ENTRIES SUPPLIED:
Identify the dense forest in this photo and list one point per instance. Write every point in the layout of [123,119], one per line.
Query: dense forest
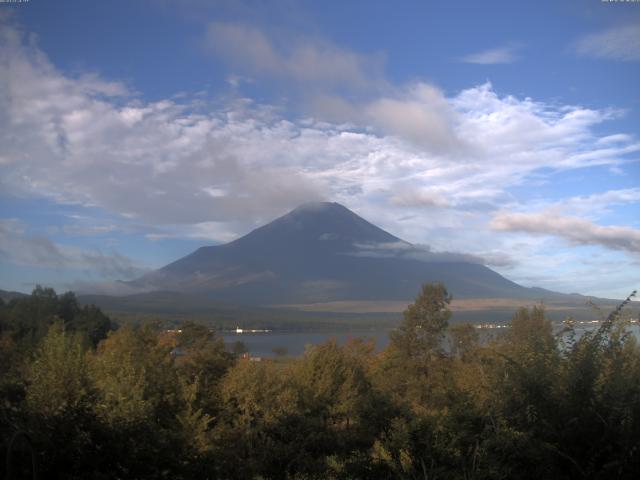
[95,402]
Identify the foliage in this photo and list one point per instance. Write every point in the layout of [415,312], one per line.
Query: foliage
[145,403]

REQUIRED TASK: Rewrite the listing above so that each "photo" becomes "image" and nothing else changes. Leave the pictures out of your version.

RESULT OF THE EXERCISE:
Identify the dense forest in this image and list one point per instance. Write every point in the layout of [123,119], one per line.
Query: dense forest
[95,402]
Identify the foliage in this image and list one point per instance. Write every point in the layout of [415,312], one per line.
Query: foliage
[145,403]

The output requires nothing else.